SOS Meteors is beautifully drawn but oh dear me it can be dreary! Sympathetic nature as it were, the mood of the story reflecting the extreme rain which is a feature of the plot - don't get me wrong, I love the rain, wet weather and dark skies are as mother's milk to me - but I don't want a wet and cloudy plot, as it were. SOS Meteors [think machines like Herge's The Calculus Affair but without the humour, excitement or imagination] was, dare I say it, boring. Mortimer drives into a lake at night in the middle of the French countryside and subsequently battles to relocate the lake and the missing taxi driver while Orlik is, as usual, the villain of the piece. Orlik is the villain of every piece, which becomes a bit of a drag: we love serial villains - Carl Peterson in Bulldog Drummond, Erich von Stalhein in Biggles, and Tintin's Rastapopoulis - but to have the same one in every story is rather too much. One has to hand it to old orls however - he's nothing if not resiliant and always bounces back with a vengenace!

Review by

Whilst trying, with only partial success, to follow Professor Mortimer's investigations on a map of the area (a lot has obviously changed since 1954 when Jacobs wrote the story), I was pleasantly surprised to find that the good citizens of Toussus-le-Noble, a town that plays host to some of the action in this album, have named a road after the writer: Rue Ep Jacobs: Bien fait , mes amis!I like the atmosphere in this one, all dark, rainy and brooding. The usual protagonists and villains, which you are either starting to get bored of or find comforting, like a bowl of your favourite soup after a cold, wet day. I incline to the latter.

════════

▶ _SHORT EXERCISE A_
According to the comic review, in what year did Jacobs write the story?
The text and the records are unrelated to each other.

════════

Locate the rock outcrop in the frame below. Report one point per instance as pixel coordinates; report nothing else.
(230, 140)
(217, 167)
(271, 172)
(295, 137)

════════

▶ _SHORT EXERCISE B_
Reproduce the records with "rock outcrop" swapped for "boulder", leaving everything else unchanged.

▶ _CORRECT RESULT A_
1954

▶ _CORRECT RESULT B_
Locate the boulder in the frame below. Report one point per instance as pixel coordinates; report nothing else.
(230, 140)
(217, 167)
(271, 172)
(295, 137)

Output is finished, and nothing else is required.